• _EXCERPT PROVIDED_

--

New Bio­di­ver­sity Fund Pro­ject

Genetic monitoring of Northeastern Alps endemics

A newly approved project financed by the Austrian Biodiversity Fund is creating the basis for genetic monitoring of eight endemic plant species in the north-eastern Limestone Alps.


Charlotte Permann beim Grasenick-Vortrag

Hochschwab-Alyssum (Alyssum neglectum). This species, which was only recently described in 2014 under the leadership of P. Schönswetter, only occurs worldwide on the eastern Hochschwab massif (Styria). The species is very rare and the small populations are severely threatened by the consequences of global warming (increasing vegetation cover). Genetic monitoring would provide a crucial basis for the future management of this species and ensure its long-term survival. Photo: Zacharias Schäle & Marianne Magauer / University of Innsbruck.

Austria is home to around 50 endemic, non-apomictic flowering plants. Most of them occur in the Alps, clustered near known glacial refugia on the southern and eastern edge of the Alps. The region that harbors the most endemics, exclusively restricted to Austria, are the Northern Limestone Alps (NLA). The reason for this is the lack of glaciation in this region, especially east of River Enns.

--

• _GIVEN ENTRIES_
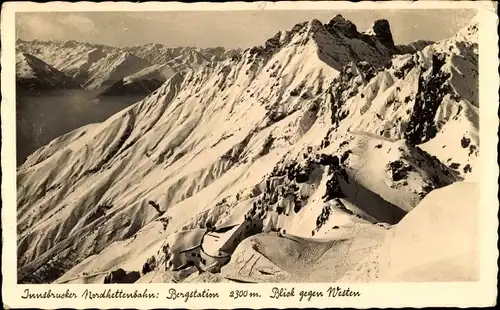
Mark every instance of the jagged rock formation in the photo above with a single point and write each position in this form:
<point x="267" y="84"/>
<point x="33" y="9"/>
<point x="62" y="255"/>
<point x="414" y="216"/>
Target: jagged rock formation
<point x="320" y="131"/>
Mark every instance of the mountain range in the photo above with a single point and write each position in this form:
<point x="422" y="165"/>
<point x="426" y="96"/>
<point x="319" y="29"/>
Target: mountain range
<point x="325" y="154"/>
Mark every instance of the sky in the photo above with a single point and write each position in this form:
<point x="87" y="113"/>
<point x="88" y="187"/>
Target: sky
<point x="229" y="29"/>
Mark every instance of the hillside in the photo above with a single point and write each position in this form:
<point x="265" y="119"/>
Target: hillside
<point x="32" y="74"/>
<point x="316" y="133"/>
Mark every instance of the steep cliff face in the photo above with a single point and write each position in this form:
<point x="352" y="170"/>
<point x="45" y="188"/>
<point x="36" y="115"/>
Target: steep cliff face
<point x="320" y="130"/>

--

• _WHAT NEEDS TO BE DONE_
Please state, from the text on the Biodiversity Fund project, why the Northern Limestone Alps harbor the most endemics found only in Austria.

• _TASK ANSWER_
The region lacked glaciation, especially east of River Enns.